-- PROBLEM DESCRIPTION --
Copy out the entire listing below again, line for line, without changing a single character.

(Region labeling records)
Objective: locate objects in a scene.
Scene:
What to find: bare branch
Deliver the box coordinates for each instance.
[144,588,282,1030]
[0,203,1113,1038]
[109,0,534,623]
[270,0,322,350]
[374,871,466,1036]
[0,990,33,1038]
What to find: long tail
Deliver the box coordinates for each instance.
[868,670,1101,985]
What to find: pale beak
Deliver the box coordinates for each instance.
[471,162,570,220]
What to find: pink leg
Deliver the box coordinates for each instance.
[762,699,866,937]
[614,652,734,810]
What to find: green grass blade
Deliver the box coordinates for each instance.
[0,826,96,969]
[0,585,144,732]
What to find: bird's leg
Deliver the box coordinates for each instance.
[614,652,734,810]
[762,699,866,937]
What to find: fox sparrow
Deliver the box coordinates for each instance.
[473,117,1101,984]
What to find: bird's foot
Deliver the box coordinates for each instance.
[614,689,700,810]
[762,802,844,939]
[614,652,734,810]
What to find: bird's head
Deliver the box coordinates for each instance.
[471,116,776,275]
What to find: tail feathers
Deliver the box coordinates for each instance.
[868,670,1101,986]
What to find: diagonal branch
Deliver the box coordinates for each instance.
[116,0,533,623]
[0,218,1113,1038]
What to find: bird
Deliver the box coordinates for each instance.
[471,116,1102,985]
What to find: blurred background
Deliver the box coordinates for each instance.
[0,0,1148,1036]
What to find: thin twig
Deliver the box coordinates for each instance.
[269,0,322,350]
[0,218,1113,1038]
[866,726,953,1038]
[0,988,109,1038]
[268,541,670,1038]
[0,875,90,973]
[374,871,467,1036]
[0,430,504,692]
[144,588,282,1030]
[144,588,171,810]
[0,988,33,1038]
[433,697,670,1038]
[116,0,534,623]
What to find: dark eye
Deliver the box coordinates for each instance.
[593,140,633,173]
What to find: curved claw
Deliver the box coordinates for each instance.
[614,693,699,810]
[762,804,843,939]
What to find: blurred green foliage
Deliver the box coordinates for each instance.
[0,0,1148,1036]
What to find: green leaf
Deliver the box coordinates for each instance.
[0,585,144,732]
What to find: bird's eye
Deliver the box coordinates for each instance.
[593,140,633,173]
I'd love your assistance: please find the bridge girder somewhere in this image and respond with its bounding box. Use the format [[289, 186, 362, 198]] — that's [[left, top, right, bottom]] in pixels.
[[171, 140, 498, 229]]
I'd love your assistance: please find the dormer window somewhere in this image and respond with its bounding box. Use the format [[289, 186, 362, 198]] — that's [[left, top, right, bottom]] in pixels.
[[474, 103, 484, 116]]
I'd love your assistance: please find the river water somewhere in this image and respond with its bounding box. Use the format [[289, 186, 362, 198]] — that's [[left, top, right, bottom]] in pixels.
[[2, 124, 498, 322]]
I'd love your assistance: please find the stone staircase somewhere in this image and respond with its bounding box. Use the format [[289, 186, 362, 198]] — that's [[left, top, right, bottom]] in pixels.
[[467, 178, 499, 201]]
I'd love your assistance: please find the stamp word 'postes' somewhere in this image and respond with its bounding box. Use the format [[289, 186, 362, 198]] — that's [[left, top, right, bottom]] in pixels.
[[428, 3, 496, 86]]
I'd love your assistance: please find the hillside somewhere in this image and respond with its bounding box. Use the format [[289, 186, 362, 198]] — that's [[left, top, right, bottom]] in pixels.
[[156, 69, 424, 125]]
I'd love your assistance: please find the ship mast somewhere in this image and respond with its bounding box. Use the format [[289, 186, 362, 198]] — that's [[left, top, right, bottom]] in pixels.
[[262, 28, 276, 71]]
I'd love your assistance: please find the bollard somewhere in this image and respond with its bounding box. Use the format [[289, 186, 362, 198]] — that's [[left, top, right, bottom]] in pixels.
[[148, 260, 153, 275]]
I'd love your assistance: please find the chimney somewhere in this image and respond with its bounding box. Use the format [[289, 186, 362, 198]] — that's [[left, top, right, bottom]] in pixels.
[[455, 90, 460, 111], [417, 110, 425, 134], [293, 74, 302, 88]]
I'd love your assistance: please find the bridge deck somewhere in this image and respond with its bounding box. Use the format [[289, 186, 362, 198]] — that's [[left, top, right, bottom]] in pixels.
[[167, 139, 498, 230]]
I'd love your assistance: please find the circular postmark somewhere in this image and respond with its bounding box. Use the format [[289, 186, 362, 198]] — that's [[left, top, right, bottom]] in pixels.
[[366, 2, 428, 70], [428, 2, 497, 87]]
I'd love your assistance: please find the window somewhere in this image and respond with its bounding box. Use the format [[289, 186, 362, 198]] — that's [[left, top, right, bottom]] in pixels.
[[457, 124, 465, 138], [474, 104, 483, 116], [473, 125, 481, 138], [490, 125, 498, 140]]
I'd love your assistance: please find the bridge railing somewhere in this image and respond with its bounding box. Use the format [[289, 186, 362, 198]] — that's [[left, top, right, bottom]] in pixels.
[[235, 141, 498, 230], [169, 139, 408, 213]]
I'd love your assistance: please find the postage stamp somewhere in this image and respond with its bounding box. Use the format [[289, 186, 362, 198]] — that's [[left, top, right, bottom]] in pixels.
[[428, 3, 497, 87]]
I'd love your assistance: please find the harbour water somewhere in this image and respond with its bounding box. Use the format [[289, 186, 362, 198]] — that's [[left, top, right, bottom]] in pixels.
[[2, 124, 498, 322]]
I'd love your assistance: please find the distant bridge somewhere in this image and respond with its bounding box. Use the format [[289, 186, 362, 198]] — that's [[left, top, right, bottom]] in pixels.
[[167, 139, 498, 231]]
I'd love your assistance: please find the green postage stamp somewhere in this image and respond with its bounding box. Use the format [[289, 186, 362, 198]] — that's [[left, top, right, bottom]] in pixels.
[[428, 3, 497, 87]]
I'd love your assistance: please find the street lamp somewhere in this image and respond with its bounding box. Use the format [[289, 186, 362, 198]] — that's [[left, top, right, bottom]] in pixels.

-- CORRECT RESPONSE --
Objective: locate objects in a scene.
Scene:
What to find: bare branch
Deliver the box coordinates for each instance.
[144,588,282,1030]
[0,203,1113,1038]
[109,0,534,623]
[270,0,322,350]
[374,871,466,1036]
[0,990,33,1038]
What to find: long tail
Deliver the box coordinates for each instance.
[868,670,1101,985]
What to find: pale beak
Deliver the box coordinates for each instance.
[471,162,570,220]
What to find: pink leg
Deliver the box coordinates for each instance.
[762,699,866,937]
[614,652,734,810]
What to find: green grass blade
Deliver the box coordinates for each instance.
[0,826,96,969]
[0,585,144,732]
What to find: bird's leg
Deliver the box coordinates for each instance.
[614,652,734,810]
[762,699,866,937]
What to find: fox sparrow
Deliver the box coordinates for each instance.
[473,117,1101,984]
What to find: bird's foot
Deliver the box coordinates for each instance.
[614,689,700,810]
[762,802,844,939]
[614,652,734,810]
What to find: bird's head
Deliver the box coordinates for each instance.
[471,116,776,275]
What to find: tail feathers
Deliver the box coordinates for each instance.
[868,670,1101,986]
What to find: diagonal branch
Deliver the box coordinates for each instance.
[116,0,533,623]
[0,218,1113,1038]
What to find: bird
Deliver the box coordinates for each instance.
[471,116,1102,985]
What to find: blurred background
Deliver the box coordinates for each instance.
[0,0,1148,1036]
What to find: thin twig
Deliver the box coordinates for each instance.
[269,0,322,350]
[0,218,1113,1038]
[866,726,953,1038]
[0,988,109,1038]
[268,541,670,1038]
[0,875,90,973]
[374,871,467,1036]
[0,430,504,692]
[144,588,282,1030]
[144,588,171,810]
[0,988,33,1038]
[433,697,670,1038]
[116,0,534,623]
What to find: dark eye
Deliver the box coordinates for each instance.
[593,140,633,173]
What to find: curved claw
Deliver the box coordinates for each instance.
[614,693,699,810]
[762,804,843,939]
What to find: blurred green foliage
Deliver the box coordinates for each instance.
[0,0,1148,1036]
What to find: green leaf
Deliver the box coordinates for each instance.
[0,585,144,732]
What to find: bird's eye
Deliver the box coordinates for each instance.
[593,140,633,173]
I'd love your assistance: please find the bridge girder somewhere in this image and respond with its bounding box. Use the format [[289, 186, 362, 198]] — that's [[left, top, right, bottom]] in pixels.
[[171, 140, 498, 229]]
I'd love your assistance: please find the dormer window somewhere in this image and respond with its bounding box. Use the format [[289, 186, 362, 198]] — that's [[left, top, right, bottom]] in pixels.
[[474, 103, 484, 116]]
I'd love your assistance: please find the river water somewhere in this image and respond with its bounding box. Use the format [[289, 186, 362, 198]] — that's [[left, top, right, bottom]] in pixels.
[[2, 124, 498, 322]]
I'd love your assistance: please find the stone staircase somewhere in this image and respond with its bounding box. Use the format [[289, 186, 362, 198]] — that's [[left, top, right, bottom]] in pixels.
[[467, 178, 499, 201]]
I'd love your assistance: please find the stamp word 'postes' somewhere in this image and respond with its bounding box. Use the format [[289, 186, 362, 198]] — that's [[left, top, right, bottom]] in pixels.
[[428, 3, 496, 86]]
I'd love your assistance: please find the hillside somewhere in this image and respond with its bounding box. Use the format [[289, 186, 362, 198]] — that's [[left, top, right, bottom]] in pixels.
[[156, 69, 424, 125]]
I'd love your assistance: please find the ship mast somewhere in this image and respond with its bounding box. Use the format [[289, 186, 362, 198]] — that's [[left, top, right, bottom]] in pixels.
[[262, 28, 276, 71]]
I'd love your assistance: please find the bollard somewhere in this image and respond with its bounding box. Use the format [[289, 186, 362, 198]] — that's [[left, top, right, bottom]] in pixels.
[[148, 260, 153, 275]]
I'd love your assistance: please find the chimney somewhere in this image and respond with its bounding box. Use the format [[289, 186, 362, 198]] — that's [[left, top, right, bottom]] in pixels.
[[455, 90, 460, 111], [417, 110, 425, 134], [293, 74, 302, 88]]
I'd love your assistance: please find the bridge deck somewhere in this image and respond with its bounding box. Use the format [[289, 186, 362, 198]] — that's [[left, top, right, bottom]] in pixels.
[[167, 139, 498, 230]]
I'd love your assistance: please find the circular postmark somewhere in this image and respond with its bounding box. Use the format [[289, 186, 362, 198]] — that's [[left, top, right, bottom]] in pixels.
[[366, 2, 428, 70], [428, 2, 497, 87]]
I'd love your assistance: please find the window somewhere in this image and respond with its bounding box. Use the format [[289, 186, 362, 198]] — that's [[left, top, right, bottom]] in pixels.
[[457, 124, 465, 138], [474, 104, 483, 116], [473, 125, 481, 138], [490, 125, 498, 140]]
I'd love your assistance: please find the bridge railing somewhere in this image and respond with its bounding box. Use the format [[289, 186, 362, 198]] — that's [[left, top, right, bottom]] in pixels.
[[235, 141, 498, 230], [169, 139, 408, 213]]
I'd love your assistance: please find the postage stamp somewhere in this image and respond with its bounding box. Use the format [[289, 186, 362, 198]] — that's [[left, top, right, bottom]] in pixels.
[[428, 3, 497, 87]]
I'd love your assistance: please find the harbour water somewhere in this image and respond with its bounding box. Use the format [[289, 186, 362, 198]] — that's [[left, top, right, bottom]] in pixels.
[[2, 124, 498, 322]]
I'd love your assistance: please find the distant bridge somewhere in this image and respond with its bounding box. Use the format [[289, 186, 362, 198]] — that's [[left, top, right, bottom]] in pixels.
[[167, 139, 498, 231]]
I'd love your assistance: please find the green postage stamp somewhere in this image and respond with its bounding box. Use the format [[289, 186, 362, 198]] — that's [[left, top, right, bottom]] in pixels.
[[428, 3, 497, 87]]
I'd love your assistance: please find the street lamp somewhere in this image and respond with its bounding box. Use the format [[289, 186, 362, 198]] — that's [[left, top, right, bottom]] in pixels.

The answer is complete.